● Problem requirements: Count the lines in the records below that contain the string "building", with case counting, and reply with that number alone.

━━━ Dataset extract

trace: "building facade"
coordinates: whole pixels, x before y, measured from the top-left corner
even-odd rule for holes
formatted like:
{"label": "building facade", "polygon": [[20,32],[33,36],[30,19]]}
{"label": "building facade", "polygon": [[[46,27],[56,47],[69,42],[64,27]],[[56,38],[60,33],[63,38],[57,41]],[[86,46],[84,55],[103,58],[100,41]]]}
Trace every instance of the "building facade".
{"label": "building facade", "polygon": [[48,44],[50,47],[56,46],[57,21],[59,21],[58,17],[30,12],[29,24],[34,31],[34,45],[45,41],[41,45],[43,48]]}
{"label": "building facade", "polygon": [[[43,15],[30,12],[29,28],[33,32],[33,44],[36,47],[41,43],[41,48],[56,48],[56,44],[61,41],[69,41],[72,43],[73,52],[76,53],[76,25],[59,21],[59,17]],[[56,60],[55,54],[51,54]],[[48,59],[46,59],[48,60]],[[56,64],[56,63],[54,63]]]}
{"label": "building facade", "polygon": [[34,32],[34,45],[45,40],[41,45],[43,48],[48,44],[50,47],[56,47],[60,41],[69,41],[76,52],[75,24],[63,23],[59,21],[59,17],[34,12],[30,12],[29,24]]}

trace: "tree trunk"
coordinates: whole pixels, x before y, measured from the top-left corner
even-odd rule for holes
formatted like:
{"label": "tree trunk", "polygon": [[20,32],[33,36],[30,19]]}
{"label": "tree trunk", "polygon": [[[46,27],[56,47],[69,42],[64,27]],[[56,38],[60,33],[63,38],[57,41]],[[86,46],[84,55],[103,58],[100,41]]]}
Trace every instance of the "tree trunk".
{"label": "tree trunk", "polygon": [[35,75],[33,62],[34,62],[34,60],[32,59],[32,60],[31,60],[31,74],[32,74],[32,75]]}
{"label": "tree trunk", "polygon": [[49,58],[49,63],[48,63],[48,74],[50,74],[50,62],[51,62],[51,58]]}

━━━━━━

● Full answer: 7